### Texto do exercício
# # # # # # #

O primeiro fator foi a diferença no tratamento do tema. Na Argentina, a interrupção da gravidez foi tratada como questão de saúde pública, e não de direito penal. O movimento feminista argentino ancorou sua luta na denúncia de casos de morte de mulheres em decorrência de abortos realizados de forma insegura, o que gerou uma repercussão negativa sobre as restrições ao aborto na opinião pública e mostrou que o assunto deveria ser tratado pelo sistema público de saúde. No caso brasileiro, ao criminalizar os abortos que não se enquadram nas exceções previstas em lei, o Estado tem abordado os direitos reprodutivos predominantemente como uma questão de direito penal, em vez de tratá-los como uma questão de saúde pública.
Em segundo lugar, o caso argentino contava com “aprovação social” antes mesmo da aprovação legislativa. A opinião pública apoiava a causa, inclusive profissionais da saúde e do direito, como o caso dos médicos “amigos” que eram indicados por organizações feministas para pessoas que haviam realizado abortos de forma clandestina e insegura. Portanto, o processo de legalização dentro do parlamento foi um processo de institucionalização “de baixo para cima”, uma vez que a lei apenas reconheceu uma prática que já tinha legitimidade na sociedade. Já no caso brasileiro, as pesquisas de opinião pública têm demonstrado que grande parte da população, ainda hoje, é contrária ao direito ao aborto.
Em terceiro lugar, o projeto de lei que legalizou o aborto na Argentina contou com o apoio do então presidente, Alberto Fernández. Esse apoio permitiu a formação de uma ampla coalizão dentro do Congresso Nacional favorável ao projeto. Diferentemente, os presidentes brasileiros, inclusive de partidos de esquerda, têm se posicionado de forma contrária à pauta, dificultando a formação de coalizões majoritárias dentro do Legislativo para a aprovação do tema.

# # # # # # #

### Requisitos do exercício
1: Reproduza o trecho do texto sobre o aborto na Argentina e no Brasil, começando em "Em segundo lugar, o" e terminando em "direito ao aborto.".
2: De acordo com o texto sobre o aborto na Argentina e no Brasil, qual presidente argentino apoiou o projeto de lei que legalizou o aborto?
3: Retome o texto sobre o aborto na Argentina e no Brasil a partir da última frase apresentada.

# # # # # # #

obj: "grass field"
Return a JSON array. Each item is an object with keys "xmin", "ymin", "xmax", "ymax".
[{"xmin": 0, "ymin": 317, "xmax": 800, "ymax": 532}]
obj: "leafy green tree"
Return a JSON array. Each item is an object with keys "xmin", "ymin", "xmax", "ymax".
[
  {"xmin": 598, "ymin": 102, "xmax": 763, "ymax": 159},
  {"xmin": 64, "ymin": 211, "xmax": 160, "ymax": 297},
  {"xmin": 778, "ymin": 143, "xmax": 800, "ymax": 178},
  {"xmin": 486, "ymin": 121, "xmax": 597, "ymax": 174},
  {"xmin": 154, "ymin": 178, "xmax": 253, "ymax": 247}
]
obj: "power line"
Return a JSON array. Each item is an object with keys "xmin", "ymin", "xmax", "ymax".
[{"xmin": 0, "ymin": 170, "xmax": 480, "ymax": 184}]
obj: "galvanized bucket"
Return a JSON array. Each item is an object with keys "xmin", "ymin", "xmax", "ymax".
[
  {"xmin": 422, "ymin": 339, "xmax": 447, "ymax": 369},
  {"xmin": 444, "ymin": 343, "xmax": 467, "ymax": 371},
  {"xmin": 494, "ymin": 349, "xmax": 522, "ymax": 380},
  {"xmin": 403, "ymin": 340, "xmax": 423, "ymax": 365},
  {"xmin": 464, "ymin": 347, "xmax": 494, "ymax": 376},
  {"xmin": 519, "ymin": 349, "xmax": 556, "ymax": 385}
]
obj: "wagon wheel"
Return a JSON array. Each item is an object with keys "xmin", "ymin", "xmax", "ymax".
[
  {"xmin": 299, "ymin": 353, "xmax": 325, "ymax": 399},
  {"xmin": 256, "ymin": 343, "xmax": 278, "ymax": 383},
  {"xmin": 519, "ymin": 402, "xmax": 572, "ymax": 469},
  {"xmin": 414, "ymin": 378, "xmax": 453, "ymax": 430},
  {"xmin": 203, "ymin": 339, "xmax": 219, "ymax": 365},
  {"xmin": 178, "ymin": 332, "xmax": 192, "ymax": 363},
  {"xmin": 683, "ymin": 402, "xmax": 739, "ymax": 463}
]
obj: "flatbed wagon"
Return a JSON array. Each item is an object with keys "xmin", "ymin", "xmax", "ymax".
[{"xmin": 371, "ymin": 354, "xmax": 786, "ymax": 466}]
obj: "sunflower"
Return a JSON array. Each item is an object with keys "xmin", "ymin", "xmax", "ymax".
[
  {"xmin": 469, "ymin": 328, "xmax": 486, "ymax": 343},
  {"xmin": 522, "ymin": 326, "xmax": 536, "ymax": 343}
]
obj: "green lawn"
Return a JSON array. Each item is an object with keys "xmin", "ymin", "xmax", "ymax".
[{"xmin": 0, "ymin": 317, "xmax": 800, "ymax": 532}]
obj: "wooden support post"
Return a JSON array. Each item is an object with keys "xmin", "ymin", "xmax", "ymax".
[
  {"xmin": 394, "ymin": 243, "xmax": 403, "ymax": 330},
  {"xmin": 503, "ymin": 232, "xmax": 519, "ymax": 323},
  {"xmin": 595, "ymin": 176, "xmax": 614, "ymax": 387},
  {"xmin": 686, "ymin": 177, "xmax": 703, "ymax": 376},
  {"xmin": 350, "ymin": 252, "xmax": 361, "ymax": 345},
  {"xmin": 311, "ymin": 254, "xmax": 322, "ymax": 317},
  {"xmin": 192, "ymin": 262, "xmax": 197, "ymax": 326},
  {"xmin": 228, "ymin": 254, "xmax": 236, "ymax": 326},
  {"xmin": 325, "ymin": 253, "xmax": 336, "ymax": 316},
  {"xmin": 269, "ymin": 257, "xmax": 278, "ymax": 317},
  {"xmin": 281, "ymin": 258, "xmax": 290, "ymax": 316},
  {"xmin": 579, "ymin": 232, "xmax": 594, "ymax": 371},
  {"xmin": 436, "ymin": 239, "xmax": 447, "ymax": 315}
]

# # # # # # #

### Respostas por tarefa
1:
Em segundo lugar, o caso argentino contava com “aprovação social” antes mesmo da aprovação legislativa. A opinião pública apoiava a causa, inclusive profissionais da saúde e do direito, como o caso dos médicos “amigos” que eram indicados por organizações feministas para pessoas que haviam realizado abortos de forma clandestina e insegura. Portanto, o processo de legalização dentro do parlamento foi um processo de institucionalização “de baixo para cima”, uma vez que a lei apenas reconheceu uma prática que já tinha legitimidade na sociedade. Já no caso brasileiro, as pesquisas de opinião pública têm demonstrado que grande parte da população, ainda hoje, é contrária ao direito ao aborto.

2: Alberto Fernández.

3:
Por último, no momento da aprovação da legalização do aborto, a bancada feminina ocupava mais de 40% das cadeiras do Congresso Nacional da Argentina. Apesar do Brasil adotar uma lei de cotas para candidaturas femininas desde 1997, a bancada feminina ocupa atualmente 17,7% das cadeiras na Câmara dos Deputados. Na legislatura que se encerrou em 2022, ela era de apenas 15%. Em períodos anteriores, essa porcentagem era ainda menor. A sub-representação política feminina no Congresso Nacional brasileiro e o aumento da bancada de partidos que defendem posturas mais conservadoras em relação aos direitos reprodutivos têm dificultado a representação substantiva dos interesses dos movimentos feministas no parlamento, especialmente em temas mais polêmicos, como o aborto.
QUEM DEVERIA CONHECER SEUS RESULTADOS?
Além de pesquisadoras e ativistas, esta pesquisa interessa a todas as pessoas preocupadas com a garantia de direitos reprodutivos no Brasil.
REFERÊNCIAS
Belucci, Mabel. “Coalizões queer: aborto, feminismo e dissidências sexuais de 1990 a 2005 em Buenos Aires”. In: Blay, Eva; Avelar, Lúcia (orgs.). 50 anos de feminismo: Argentina, Brasil e Chile. São Paulo: Edusp, 2017.
Biroli, Flávia; Machado, Maria das Dores Campo; Vaggione, Juan Marco. Gênero, neoconservadorismo e democracia: disputas e retrocessos na América Latina. São Paulo: Boitempo, 2020.
Gago, Verónica. A potência feminista, ou o desejo de transformar tudo. São Paulo: Elefante, 2020.
Lavalle, Adrian Gurza; Carlos, Euzeneia; Dowbor, Monika; Szwako, José. Movimentos sociais e institucionalização: políticas sociais, raça e gênero no Brasil pós-transição. Rio de Janeiro: Eduerj, 2018.
Zaremberg, Gisela; Almeida, Débora. Feminisms in Latin America: Pro-choice Nested Networks in Mexico and Brazil. Cambridge: Cambridge University Press, 2022.